### Problem details
Write out the complete data exactly as written.

The data below:

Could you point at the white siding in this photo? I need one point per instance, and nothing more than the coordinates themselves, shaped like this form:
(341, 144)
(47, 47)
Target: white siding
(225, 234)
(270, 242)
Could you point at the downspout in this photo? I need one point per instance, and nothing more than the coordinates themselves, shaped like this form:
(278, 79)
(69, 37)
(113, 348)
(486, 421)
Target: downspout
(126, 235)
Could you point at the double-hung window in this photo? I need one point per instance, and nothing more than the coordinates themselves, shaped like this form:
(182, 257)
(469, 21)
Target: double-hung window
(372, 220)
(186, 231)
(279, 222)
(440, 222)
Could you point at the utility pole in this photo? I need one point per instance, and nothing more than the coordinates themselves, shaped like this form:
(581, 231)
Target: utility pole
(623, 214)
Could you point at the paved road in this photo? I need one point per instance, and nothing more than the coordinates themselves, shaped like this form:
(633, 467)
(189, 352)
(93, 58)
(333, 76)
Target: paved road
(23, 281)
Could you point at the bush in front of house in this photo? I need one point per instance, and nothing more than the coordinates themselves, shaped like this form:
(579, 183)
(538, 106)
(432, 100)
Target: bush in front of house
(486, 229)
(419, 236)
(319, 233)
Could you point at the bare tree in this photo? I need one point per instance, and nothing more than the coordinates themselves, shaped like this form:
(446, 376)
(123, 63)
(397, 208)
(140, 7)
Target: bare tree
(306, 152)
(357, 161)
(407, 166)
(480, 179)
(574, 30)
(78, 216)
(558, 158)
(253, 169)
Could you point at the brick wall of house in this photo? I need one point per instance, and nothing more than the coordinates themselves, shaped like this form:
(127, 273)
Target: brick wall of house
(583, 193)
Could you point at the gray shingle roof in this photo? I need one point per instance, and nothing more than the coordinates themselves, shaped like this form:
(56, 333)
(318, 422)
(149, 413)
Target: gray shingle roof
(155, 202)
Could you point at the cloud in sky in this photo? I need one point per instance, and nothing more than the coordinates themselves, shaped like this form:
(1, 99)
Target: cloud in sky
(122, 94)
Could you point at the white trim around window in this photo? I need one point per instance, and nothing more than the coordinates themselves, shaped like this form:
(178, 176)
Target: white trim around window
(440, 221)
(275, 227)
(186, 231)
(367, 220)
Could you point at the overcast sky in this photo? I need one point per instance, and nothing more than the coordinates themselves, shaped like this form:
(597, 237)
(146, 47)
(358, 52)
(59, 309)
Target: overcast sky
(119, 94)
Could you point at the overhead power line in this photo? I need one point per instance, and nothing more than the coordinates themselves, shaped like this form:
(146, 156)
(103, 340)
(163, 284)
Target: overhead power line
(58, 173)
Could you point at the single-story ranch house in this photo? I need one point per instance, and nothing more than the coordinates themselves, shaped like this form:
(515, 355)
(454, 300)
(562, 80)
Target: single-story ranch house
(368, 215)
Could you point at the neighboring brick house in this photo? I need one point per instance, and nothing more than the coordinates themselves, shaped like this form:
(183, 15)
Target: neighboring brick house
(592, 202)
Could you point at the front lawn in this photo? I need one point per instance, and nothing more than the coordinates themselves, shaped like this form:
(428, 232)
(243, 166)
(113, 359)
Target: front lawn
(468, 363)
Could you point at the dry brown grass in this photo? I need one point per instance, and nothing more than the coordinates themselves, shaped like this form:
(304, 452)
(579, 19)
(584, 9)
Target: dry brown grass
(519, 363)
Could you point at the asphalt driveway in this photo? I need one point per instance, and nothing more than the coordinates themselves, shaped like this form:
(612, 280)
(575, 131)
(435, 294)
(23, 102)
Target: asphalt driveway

End of The data.

### Solution to this task
Could you point at the white siding in this photo? I need one point per instance, and nothing more than the coordinates themselves, shaped like this form:
(341, 144)
(47, 47)
Target: white siding
(225, 234)
(270, 242)
Could you point at the downspout in this photo? I need one point per instance, and nothing more than the coordinates themselves, shaped like this form:
(278, 79)
(69, 37)
(113, 348)
(486, 421)
Target: downspout
(126, 235)
Could you point at the double-hung window in this photo? I need one point per instance, and nothing more than the coordinates themselves, shaped like this form:
(182, 257)
(469, 21)
Target: double-hung window
(372, 220)
(186, 231)
(279, 222)
(440, 222)
Could you point at the utility pole in this photo? I need one point per instance, and nothing more than the coordinates themselves, shaped like this form:
(581, 231)
Target: utility pole
(623, 214)
Could you point at the paved road in this photo? I need one point per instance, and nothing more than the coordinates themselves, shaped like this form:
(633, 467)
(189, 352)
(93, 58)
(333, 76)
Target: paved road
(23, 281)
Could you point at the bush in front of house in this photo? I need one point per instance, and nothing more than the coordinates themselves, shaped like this form:
(579, 183)
(538, 106)
(432, 100)
Target: bush in front of house
(486, 229)
(419, 236)
(319, 233)
Could you point at the bare tree in this photo? I need one point per instance, and nothing more than the coordinates themselves, shaped like this form:
(446, 376)
(123, 63)
(397, 208)
(140, 7)
Target: bare tree
(306, 152)
(357, 161)
(407, 166)
(480, 179)
(574, 30)
(78, 216)
(558, 158)
(253, 169)
Could you point at the brick wall of house in this photo? I need one point per instance, and nothing more than the coordinates themselves, shaped like this form:
(127, 273)
Target: brick wall of house
(583, 193)
Could you point at the gray shingle roof in this photo? I need one point per instance, and nothing more than the coordinates themselves, shaped like this form:
(56, 333)
(318, 422)
(149, 413)
Target: gray shingle roof
(155, 202)
Could you point at the cloud in sky in this photo? I need one point per instance, and nothing more than the coordinates themselves, shaped like this form:
(1, 99)
Target: cloud in sky
(122, 94)
Could you point at the white trim around window in this photo? I need one point per instance, and nothing more than the coordinates themselves, shaped like this form:
(178, 176)
Target: white trim around window
(440, 221)
(275, 227)
(186, 231)
(367, 220)
Could you point at the overcast sky in this photo? I need one point per instance, and nothing more than the coordinates themselves, shaped like this form:
(597, 237)
(146, 47)
(358, 52)
(59, 309)
Target: overcast sky
(119, 94)
Could you point at the overhead power line in this photo? I need one point per instance, and nothing more than the coordinates themselves, shaped like this form:
(146, 156)
(103, 340)
(163, 284)
Target: overhead power line
(58, 173)
Could you point at the single-story ranch house in this photo? I need one point per instance, and nothing more than the coordinates themselves, shaped like this form:
(515, 355)
(454, 300)
(562, 80)
Target: single-story ranch house
(368, 215)
Could you point at the neighboring brick house in this photo? I need one point per instance, and nothing more than the coordinates themselves, shaped like this form:
(183, 15)
Target: neighboring brick house
(592, 202)
Could you point at the front lawn in this photo? I need one point per instance, and nothing more than the coordinates themselves, shaped like this form:
(428, 232)
(243, 166)
(113, 359)
Target: front lawn
(468, 363)
Could you point at the dry brown grass in this photo? I need one point per instance, and nothing more than the coordinates themselves, shaped like this form:
(304, 452)
(579, 19)
(584, 9)
Target: dry brown grass
(519, 363)
Could you point at the asphalt driveway in this photo? I need one point per instance, and nothing more than the coordinates themselves, shaped like this form:
(612, 280)
(575, 131)
(435, 294)
(23, 102)
Target: asphalt driveway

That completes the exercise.